Les dépenses militaires en % du PIB en Europe

Union européenne : peut-elle financer son réarmement et sa compétitivité sans creuser ses déficits ?

Face à la montée des tensions géopolitiques et à la compétition technologique mondiale, l’Union européenne se retrouve confrontée à un dilemme stratégique : comment répondre aux impératifs d’investissement – en matière de défense, d’innovation et de transition écologique – tout en respectant des contraintes budgétaires redevenues strictes depuis 2024 ? Les propositions récentes de Mario Draghi, combinées à l’évolution du contexte international, mettent en lumière une question centrale : l’Europe peut-elle renforcer sa souveraineté sans sacrifier sa stabilité financière ?
Des besoins d’investissement colossaux pour rester dans la course mondiale
Dans son rapport de 2024 sur la compétitivité européenne, Mario Draghi estime que l’Union doit mobiliser l’équivalent de 5 points de PIB supplémentaires pour rester dans la course face aux États-Unis et à la Chine. Ces investissements doivent se concentrer sur la transition énergétique, la numérisation de l’économie et les innovations de rupture, moteurs essentiels d’une croissance européenne réindustrialisée.

········

### Activités
**A.** Recopiez le passage de l'extrait fourni en commençant par "Union européenne : peut-elle" et en allant jusqu'à "stabilité financière ?", mais remplacez "dilemme" par "casse-tête".
**B.** Relevez, s'il vous plaît, tous les domaines d'investissement que l'extrait fourni place entre tirets dans le paragraphe commençant par « Face à la montée des tensions ».

### Entrées enregistrées
········

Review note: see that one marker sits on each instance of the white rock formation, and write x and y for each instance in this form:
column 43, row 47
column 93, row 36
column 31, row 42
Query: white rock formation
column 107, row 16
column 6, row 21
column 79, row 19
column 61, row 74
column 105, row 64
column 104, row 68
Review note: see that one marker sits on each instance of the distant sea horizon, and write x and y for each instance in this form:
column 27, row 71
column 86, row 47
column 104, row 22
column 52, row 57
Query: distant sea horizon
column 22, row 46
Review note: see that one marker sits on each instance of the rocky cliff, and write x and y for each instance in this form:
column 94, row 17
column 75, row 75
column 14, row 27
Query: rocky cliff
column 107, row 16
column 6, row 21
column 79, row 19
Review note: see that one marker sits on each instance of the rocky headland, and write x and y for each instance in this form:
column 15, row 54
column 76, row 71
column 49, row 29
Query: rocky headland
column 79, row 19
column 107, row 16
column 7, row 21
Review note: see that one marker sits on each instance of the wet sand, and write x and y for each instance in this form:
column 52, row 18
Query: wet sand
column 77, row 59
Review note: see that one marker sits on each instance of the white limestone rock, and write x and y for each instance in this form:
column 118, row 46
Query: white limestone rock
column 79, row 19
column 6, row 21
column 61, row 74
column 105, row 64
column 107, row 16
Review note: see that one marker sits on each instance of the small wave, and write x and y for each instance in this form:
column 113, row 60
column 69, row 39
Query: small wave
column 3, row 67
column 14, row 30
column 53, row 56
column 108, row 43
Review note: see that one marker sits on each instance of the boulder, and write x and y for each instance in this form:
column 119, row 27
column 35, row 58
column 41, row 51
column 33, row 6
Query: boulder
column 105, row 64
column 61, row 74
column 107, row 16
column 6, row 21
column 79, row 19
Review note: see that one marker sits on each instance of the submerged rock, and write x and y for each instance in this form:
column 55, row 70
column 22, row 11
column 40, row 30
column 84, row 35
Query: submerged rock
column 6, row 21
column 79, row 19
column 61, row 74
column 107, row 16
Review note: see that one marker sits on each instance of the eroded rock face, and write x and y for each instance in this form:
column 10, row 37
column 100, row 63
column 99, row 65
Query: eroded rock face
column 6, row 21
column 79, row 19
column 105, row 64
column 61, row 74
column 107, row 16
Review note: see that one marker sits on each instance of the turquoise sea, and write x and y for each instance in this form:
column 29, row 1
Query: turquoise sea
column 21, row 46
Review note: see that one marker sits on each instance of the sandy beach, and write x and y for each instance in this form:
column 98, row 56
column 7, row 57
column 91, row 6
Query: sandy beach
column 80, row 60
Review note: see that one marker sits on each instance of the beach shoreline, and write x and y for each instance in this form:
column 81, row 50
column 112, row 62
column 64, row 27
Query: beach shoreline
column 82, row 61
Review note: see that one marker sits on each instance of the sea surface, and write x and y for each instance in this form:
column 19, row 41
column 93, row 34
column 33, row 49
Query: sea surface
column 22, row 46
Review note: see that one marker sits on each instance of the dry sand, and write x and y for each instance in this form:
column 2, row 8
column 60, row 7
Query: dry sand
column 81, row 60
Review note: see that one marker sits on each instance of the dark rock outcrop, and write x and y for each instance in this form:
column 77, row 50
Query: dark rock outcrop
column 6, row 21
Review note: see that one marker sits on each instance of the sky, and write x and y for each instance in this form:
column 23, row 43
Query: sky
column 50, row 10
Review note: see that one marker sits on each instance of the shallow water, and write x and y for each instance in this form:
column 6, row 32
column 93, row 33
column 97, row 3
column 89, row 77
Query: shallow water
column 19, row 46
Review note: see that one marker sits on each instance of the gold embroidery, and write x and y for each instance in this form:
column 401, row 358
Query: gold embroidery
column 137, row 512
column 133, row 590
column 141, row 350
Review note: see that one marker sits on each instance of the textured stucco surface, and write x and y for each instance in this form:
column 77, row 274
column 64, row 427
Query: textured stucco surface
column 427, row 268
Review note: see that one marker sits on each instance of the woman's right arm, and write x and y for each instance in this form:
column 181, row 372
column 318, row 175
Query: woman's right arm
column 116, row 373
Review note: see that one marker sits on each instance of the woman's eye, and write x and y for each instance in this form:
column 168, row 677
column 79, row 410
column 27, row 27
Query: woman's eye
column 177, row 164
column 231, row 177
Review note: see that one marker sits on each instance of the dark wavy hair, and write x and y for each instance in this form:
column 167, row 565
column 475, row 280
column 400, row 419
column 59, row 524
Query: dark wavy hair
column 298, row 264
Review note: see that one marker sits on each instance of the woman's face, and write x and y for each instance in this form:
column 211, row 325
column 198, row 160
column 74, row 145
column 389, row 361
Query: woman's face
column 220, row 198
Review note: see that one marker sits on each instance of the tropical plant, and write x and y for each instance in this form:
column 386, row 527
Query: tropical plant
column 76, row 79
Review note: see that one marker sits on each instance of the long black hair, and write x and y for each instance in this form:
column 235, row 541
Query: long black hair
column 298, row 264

········

### Réponses aux consignes
**A.**
Union européenne : peut-elle financer son réarmement et sa compétitivité sans creuser ses déficits ?

Face à la montée des tensions géopolitiques et à la compétition technologique mondiale, l’Union européenne se retrouve confrontée à un casse-tête stratégique : comment répondre aux impératifs d’investissement – en matière de défense, d’innovation et de transition écologique – tout en respectant des contraintes budgétaires redevenues strictes depuis 2024 ? Les propositions récentes de Mario Draghi, combinées à l’évolution du contexte international, mettent en lumière une question centrale : l’Europe peut-elle renforcer sa souveraineté sans sacrifier sa stabilité financière ?

**B.**
- défense
- innovation
- transition écologique